Collection entries:
--- START ---

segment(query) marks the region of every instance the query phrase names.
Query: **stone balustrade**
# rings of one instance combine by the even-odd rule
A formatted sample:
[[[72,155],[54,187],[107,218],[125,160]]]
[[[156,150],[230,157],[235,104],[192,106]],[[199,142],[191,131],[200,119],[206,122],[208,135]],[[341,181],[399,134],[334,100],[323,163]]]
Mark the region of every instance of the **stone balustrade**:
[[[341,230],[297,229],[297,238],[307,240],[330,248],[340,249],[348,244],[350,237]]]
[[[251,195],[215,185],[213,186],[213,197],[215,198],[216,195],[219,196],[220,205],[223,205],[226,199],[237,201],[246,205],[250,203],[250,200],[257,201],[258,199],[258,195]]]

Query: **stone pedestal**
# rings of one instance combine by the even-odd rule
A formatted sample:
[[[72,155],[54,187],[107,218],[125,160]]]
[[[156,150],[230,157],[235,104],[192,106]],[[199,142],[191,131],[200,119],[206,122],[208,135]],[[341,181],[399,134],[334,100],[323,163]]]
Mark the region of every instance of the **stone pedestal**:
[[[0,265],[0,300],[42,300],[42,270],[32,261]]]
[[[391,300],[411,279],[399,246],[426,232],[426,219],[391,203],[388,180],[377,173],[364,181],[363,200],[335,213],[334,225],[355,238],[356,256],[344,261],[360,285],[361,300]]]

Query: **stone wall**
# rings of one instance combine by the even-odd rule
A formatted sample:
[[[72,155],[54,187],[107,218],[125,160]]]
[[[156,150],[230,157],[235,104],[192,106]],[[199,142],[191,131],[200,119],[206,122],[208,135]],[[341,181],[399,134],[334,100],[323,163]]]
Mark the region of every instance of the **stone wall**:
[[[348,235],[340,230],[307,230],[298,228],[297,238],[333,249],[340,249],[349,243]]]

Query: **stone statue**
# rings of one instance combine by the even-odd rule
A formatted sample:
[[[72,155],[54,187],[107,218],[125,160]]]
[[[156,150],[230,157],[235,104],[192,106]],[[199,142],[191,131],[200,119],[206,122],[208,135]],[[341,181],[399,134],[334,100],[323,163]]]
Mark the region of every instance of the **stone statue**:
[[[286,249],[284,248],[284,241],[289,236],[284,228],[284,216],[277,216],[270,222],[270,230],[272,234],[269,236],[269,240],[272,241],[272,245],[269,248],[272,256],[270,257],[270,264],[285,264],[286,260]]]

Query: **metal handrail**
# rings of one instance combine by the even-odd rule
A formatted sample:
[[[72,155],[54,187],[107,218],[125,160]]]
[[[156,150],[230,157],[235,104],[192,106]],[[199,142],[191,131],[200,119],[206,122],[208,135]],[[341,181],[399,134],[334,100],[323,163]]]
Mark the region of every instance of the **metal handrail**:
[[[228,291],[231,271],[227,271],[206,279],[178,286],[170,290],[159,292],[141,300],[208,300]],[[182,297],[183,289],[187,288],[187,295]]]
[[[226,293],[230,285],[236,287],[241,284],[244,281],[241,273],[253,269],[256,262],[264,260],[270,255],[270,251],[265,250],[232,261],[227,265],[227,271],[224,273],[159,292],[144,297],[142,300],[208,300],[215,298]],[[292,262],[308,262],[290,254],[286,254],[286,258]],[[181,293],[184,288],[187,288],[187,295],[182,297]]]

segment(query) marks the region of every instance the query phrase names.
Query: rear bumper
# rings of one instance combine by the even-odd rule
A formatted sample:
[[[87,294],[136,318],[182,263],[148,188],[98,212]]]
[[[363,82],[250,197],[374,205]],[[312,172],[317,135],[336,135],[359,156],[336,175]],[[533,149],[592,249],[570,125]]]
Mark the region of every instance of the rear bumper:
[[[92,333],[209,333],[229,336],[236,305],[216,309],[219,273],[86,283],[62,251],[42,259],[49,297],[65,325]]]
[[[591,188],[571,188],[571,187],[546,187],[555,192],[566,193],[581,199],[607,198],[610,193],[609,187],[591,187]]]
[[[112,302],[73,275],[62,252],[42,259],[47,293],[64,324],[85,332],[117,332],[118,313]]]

--- END ---

## [EXERCISE BRIEF]
Only the data above, repeated exactly, should make up the reply.

## [ANSWER AREA]
segment(query) marks the region of every instance the query phrase names.
Query: **stone balustrade**
# rings of one instance combine by the even-odd rule
A formatted sample:
[[[72,155],[54,187],[107,218],[125,160]]]
[[[156,150],[230,157],[235,104],[192,106]],[[199,142],[191,131],[200,119],[206,122],[208,135]],[[341,181],[399,134],[334,100],[323,163]]]
Mark the region of every instance of the **stone balustrade**:
[[[341,230],[297,229],[297,238],[307,240],[330,248],[340,249],[348,244],[350,237]]]
[[[251,195],[215,185],[213,186],[213,197],[215,198],[216,195],[219,196],[220,205],[223,205],[226,199],[237,201],[246,205],[250,203],[250,200],[257,201],[258,199],[258,195]]]

Query: **stone pedestal**
# rings of one instance combine by the even-odd rule
A formatted sample:
[[[72,155],[54,187],[107,218],[125,160]]]
[[[156,150],[230,157],[235,104],[192,106]],[[199,142],[191,131],[200,119],[206,122],[208,135]],[[341,181],[399,134],[334,100],[323,163]]]
Mark the region of every instance of the **stone pedestal**:
[[[0,265],[0,300],[42,300],[42,270],[32,261]]]
[[[391,300],[411,279],[399,246],[426,232],[426,219],[391,203],[388,180],[377,173],[364,181],[363,200],[335,213],[334,225],[355,238],[356,256],[344,261],[360,285],[361,300]]]

Query: **stone wall**
# rings of one instance combine by the even-odd rule
A formatted sample:
[[[72,155],[54,187],[107,218],[125,160]]]
[[[156,150],[230,157],[235,104],[192,106]],[[199,142],[191,131],[200,119],[206,122],[208,135]],[[341,181],[399,134],[334,100],[323,163]]]
Mark the region of every instance of the **stone wall**:
[[[348,235],[340,230],[307,230],[298,228],[297,238],[333,249],[340,249],[349,243]]]

Query: **stone statue**
# rings of one instance combine by the even-odd rule
A formatted sample:
[[[72,155],[54,187],[107,218],[125,160]]]
[[[156,150],[230,157],[235,104],[192,106]],[[199,142],[191,131],[200,119],[206,122],[208,135]],[[341,181],[399,134],[334,100],[323,163]]]
Mark the region of every instance of the **stone statue**:
[[[286,249],[284,248],[284,241],[289,236],[284,228],[284,216],[277,216],[270,222],[270,230],[272,234],[269,236],[269,240],[272,241],[272,245],[269,248],[272,256],[270,257],[270,264],[285,264],[286,260]]]

Query: **metal handrail**
# rings of one instance combine by the even-odd rule
A formatted sample:
[[[72,155],[54,187],[107,218],[125,160]]]
[[[156,150],[230,157],[235,104],[192,106]],[[199,142],[191,131],[200,119],[206,122],[208,135]],[[341,181],[399,134],[334,100],[323,163]]]
Mark the region of every instance of the **metal handrail**:
[[[228,291],[231,271],[227,271],[206,279],[178,286],[170,290],[159,292],[141,300],[208,300]],[[182,297],[183,289],[187,288],[187,295]]]
[[[226,293],[230,285],[236,287],[241,284],[244,281],[241,273],[253,269],[256,262],[264,260],[270,255],[270,251],[265,250],[232,261],[227,265],[227,271],[224,273],[159,292],[144,297],[142,300],[208,300],[215,298]],[[292,262],[308,262],[290,254],[286,254],[286,258]],[[181,293],[184,288],[187,288],[187,295],[182,297]]]

segment(query) marks the region of every instance the query phrase names.
Query: rear bumper
# rings of one instance combine by the even-odd rule
A formatted sample:
[[[87,294],[136,318],[182,263],[148,188],[98,212]]]
[[[363,82],[250,197],[374,205]],[[312,172],[317,135],[336,135],[359,156],[336,175]],[[533,149],[592,249],[570,125]]]
Mark the region of every instance of the rear bumper:
[[[92,333],[209,333],[229,336],[236,305],[216,309],[219,273],[86,283],[62,251],[42,259],[49,297],[65,325]]]
[[[591,188],[571,188],[571,187],[546,187],[555,192],[566,193],[581,199],[607,198],[610,193],[609,187],[591,187]]]
[[[112,302],[73,275],[62,252],[42,259],[47,293],[64,324],[85,332],[117,332],[118,313]]]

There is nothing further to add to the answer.